# What the task asks
How many lines of the data contain the string "distant"? Write the number and nothing more.

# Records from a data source
* * * * * * *
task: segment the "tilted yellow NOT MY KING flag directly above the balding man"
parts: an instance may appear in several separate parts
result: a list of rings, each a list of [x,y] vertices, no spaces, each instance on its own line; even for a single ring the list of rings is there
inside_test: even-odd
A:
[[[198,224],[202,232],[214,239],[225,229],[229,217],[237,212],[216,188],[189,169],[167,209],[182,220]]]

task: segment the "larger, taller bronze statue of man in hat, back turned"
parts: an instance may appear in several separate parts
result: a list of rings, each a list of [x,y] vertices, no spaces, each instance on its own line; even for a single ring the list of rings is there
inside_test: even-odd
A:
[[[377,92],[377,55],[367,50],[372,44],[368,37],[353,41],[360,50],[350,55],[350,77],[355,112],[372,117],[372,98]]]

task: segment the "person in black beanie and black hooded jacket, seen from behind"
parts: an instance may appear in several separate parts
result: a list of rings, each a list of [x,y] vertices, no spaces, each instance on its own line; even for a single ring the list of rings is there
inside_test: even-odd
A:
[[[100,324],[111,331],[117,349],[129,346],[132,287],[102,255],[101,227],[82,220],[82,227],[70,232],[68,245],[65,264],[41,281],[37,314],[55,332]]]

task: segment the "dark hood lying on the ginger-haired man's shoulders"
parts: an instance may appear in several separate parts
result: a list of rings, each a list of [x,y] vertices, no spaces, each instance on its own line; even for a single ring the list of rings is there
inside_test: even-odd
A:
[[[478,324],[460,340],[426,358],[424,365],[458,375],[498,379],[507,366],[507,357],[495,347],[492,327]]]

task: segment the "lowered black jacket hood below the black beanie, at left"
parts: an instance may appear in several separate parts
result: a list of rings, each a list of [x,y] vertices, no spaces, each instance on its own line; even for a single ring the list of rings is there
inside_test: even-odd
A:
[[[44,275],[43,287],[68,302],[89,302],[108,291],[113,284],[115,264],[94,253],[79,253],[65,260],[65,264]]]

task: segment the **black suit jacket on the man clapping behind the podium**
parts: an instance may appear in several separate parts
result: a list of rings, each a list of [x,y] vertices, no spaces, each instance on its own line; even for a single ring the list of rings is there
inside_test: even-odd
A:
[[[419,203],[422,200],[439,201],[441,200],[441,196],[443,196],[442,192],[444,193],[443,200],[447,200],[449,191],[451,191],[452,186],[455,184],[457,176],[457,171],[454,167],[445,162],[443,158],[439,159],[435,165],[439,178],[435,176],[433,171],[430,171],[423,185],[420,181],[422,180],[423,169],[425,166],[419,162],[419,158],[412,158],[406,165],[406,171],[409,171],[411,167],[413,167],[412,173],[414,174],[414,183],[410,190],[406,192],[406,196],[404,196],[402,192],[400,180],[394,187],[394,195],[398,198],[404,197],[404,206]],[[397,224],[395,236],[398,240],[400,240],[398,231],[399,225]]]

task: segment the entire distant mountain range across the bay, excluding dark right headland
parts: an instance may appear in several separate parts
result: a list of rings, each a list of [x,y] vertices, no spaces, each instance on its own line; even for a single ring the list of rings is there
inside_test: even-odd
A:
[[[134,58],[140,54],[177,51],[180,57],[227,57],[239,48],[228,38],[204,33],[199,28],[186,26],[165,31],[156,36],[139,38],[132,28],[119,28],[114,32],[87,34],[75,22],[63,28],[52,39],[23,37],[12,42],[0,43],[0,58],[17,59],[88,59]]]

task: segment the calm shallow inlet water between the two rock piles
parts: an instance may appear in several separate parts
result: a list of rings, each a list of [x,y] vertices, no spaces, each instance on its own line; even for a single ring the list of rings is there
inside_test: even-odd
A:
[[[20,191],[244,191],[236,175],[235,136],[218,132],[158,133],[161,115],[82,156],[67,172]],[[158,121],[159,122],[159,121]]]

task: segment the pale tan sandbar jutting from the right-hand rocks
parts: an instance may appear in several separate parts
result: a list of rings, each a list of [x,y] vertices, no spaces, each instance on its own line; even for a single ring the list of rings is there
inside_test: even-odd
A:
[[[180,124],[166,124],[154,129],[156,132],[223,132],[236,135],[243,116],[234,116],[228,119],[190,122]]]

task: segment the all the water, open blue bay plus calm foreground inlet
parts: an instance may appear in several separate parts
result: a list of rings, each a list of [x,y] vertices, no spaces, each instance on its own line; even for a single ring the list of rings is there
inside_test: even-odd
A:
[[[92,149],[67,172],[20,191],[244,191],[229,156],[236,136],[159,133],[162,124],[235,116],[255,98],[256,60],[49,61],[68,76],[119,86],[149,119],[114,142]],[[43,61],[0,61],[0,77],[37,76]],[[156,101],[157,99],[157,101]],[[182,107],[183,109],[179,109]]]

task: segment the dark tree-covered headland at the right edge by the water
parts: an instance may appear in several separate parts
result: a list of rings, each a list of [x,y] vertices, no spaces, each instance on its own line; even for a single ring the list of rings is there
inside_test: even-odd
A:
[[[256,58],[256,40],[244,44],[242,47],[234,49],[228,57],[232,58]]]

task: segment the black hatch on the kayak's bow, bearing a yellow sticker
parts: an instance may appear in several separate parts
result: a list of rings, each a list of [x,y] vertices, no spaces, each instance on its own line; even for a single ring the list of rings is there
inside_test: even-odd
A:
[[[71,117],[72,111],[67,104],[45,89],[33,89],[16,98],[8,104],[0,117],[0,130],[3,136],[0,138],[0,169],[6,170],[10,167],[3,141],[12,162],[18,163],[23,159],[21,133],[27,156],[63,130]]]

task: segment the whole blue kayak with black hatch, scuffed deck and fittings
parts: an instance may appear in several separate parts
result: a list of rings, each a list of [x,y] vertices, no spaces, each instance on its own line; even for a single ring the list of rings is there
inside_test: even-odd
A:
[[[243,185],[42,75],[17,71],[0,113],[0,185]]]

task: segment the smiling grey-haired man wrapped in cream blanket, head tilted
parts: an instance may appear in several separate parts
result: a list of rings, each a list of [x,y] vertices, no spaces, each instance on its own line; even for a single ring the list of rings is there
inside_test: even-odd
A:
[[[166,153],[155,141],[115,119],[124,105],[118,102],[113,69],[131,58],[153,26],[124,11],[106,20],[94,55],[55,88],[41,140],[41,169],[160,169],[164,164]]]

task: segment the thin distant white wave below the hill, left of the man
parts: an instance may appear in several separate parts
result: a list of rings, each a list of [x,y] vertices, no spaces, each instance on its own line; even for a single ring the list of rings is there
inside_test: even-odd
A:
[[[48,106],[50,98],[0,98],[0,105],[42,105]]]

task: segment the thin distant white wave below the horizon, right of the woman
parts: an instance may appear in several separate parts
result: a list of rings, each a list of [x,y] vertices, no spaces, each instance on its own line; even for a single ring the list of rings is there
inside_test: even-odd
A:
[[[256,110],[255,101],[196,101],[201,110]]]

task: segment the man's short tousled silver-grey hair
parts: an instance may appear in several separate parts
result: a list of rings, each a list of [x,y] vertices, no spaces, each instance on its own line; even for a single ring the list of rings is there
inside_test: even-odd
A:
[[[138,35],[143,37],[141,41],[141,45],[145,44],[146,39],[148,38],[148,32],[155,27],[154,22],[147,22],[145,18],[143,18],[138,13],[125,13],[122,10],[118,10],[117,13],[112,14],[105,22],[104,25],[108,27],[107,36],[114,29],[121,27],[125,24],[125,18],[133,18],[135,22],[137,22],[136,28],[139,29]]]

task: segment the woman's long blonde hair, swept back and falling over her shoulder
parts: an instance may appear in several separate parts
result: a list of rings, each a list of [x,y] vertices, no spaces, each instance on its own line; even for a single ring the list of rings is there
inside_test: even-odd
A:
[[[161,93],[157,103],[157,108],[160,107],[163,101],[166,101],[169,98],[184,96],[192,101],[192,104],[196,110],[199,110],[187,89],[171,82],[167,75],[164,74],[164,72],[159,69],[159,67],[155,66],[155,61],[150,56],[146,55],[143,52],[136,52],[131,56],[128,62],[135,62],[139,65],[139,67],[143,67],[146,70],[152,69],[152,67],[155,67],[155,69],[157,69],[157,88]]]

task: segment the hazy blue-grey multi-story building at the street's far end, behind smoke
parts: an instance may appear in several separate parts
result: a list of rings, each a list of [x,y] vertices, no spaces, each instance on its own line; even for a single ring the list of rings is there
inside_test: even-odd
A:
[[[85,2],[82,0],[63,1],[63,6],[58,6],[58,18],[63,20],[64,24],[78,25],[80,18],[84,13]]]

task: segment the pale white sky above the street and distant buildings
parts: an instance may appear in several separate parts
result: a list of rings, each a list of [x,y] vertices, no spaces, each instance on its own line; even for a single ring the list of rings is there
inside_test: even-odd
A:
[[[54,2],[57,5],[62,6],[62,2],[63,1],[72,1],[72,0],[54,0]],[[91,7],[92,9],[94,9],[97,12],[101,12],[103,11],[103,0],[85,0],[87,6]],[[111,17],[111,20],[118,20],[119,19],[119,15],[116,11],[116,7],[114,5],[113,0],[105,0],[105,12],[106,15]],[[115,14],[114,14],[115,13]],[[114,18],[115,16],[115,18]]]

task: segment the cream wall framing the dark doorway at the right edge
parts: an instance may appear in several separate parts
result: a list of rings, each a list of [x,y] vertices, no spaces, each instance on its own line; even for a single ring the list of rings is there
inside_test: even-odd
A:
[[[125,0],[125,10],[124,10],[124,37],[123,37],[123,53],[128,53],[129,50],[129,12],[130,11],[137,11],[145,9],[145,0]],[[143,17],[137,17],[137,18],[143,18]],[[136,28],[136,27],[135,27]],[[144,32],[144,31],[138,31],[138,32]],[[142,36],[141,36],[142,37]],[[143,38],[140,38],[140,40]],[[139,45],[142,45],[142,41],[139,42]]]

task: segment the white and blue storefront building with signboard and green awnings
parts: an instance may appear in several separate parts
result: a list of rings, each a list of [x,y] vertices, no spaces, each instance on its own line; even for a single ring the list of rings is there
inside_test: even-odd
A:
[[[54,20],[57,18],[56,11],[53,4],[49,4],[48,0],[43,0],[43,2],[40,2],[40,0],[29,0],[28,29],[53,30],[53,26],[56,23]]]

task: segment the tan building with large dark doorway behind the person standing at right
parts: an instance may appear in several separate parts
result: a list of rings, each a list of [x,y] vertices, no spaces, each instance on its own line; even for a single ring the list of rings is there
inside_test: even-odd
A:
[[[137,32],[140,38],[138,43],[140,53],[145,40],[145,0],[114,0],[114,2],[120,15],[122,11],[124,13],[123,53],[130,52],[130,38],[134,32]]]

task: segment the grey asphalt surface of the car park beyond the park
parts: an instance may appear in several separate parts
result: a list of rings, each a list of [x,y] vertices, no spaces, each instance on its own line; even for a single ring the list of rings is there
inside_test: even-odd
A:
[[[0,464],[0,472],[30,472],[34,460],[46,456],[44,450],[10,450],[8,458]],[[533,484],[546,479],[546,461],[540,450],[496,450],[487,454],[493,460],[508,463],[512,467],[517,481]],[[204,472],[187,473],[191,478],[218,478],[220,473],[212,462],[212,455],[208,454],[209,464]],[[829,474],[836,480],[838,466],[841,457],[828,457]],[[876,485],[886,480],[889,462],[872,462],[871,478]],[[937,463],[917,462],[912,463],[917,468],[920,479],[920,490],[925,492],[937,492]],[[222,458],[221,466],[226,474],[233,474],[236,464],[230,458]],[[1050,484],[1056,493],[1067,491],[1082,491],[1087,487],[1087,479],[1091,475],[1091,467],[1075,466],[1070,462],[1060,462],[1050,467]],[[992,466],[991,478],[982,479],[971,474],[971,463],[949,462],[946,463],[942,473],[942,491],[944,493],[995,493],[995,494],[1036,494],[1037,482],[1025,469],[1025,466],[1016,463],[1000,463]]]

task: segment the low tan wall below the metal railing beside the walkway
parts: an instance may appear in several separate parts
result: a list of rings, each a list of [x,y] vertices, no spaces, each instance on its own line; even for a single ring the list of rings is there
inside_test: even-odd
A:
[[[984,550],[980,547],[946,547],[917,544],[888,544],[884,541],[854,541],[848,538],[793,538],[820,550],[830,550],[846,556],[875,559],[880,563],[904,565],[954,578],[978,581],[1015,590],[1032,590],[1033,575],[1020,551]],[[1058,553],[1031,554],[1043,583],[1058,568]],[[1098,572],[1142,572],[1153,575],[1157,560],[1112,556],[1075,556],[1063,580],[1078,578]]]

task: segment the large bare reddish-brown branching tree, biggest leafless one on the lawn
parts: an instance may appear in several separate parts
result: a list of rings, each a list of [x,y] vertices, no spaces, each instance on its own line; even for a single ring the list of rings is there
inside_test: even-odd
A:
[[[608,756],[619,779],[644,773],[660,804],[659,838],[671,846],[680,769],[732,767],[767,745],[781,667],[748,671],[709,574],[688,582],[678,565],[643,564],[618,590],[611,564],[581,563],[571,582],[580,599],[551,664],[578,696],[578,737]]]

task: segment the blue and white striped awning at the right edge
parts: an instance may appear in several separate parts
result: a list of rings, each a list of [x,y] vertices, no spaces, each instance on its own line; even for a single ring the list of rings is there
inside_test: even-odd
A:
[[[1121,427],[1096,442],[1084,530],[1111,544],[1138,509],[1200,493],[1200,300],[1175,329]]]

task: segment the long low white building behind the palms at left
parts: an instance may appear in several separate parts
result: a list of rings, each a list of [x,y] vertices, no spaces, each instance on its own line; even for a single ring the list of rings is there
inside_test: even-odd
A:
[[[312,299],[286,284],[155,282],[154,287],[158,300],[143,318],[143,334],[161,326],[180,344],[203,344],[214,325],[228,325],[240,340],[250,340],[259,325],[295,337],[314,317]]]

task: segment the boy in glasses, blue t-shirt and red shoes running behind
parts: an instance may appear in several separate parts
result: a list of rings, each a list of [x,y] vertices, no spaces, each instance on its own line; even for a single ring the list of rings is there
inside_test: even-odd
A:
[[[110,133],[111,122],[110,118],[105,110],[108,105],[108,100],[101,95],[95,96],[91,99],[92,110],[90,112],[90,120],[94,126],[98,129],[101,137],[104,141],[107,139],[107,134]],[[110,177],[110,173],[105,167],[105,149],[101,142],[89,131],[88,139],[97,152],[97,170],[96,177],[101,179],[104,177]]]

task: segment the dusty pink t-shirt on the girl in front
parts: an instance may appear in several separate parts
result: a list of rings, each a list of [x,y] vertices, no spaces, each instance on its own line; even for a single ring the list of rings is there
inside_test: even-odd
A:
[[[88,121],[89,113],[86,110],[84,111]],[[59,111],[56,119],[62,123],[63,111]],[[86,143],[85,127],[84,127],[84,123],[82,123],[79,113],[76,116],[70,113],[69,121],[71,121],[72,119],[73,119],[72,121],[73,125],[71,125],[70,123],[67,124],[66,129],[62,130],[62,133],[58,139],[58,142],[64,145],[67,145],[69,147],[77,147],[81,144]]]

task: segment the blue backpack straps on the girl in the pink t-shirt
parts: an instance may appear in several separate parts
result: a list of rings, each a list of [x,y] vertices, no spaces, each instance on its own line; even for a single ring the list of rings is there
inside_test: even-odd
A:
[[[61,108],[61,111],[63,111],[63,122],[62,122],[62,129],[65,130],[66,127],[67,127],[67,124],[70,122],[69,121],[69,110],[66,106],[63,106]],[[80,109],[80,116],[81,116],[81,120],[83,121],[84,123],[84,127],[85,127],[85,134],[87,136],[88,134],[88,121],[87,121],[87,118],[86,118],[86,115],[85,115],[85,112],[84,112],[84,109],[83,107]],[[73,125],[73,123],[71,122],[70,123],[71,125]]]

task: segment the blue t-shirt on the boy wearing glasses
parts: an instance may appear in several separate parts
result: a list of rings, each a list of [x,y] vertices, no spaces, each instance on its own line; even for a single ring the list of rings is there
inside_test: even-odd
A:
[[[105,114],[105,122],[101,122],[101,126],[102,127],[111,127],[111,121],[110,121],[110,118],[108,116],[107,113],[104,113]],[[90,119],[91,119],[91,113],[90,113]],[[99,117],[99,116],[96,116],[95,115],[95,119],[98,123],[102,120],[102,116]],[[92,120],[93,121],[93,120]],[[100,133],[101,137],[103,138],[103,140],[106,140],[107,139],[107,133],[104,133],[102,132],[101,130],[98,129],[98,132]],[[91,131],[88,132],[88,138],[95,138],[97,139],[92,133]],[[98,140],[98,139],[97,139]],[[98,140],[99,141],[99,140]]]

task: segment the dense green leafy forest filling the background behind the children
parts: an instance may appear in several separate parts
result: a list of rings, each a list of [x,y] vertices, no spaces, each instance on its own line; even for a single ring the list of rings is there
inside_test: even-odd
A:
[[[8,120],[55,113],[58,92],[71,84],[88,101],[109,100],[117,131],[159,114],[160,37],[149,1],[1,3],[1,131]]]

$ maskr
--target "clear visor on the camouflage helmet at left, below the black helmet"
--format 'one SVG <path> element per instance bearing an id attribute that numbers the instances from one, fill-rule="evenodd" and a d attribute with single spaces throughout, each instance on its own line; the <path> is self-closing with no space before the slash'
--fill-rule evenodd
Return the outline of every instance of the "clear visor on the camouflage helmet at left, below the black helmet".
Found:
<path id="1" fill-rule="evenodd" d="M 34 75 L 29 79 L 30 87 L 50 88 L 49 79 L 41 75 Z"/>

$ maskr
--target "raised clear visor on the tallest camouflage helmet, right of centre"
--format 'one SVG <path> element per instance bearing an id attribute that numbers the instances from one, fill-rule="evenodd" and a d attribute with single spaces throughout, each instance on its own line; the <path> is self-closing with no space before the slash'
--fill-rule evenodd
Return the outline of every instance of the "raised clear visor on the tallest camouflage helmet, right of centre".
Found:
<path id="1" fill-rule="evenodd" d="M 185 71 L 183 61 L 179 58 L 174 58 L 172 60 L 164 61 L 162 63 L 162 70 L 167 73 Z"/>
* * * * * * *
# Answer to this problem
4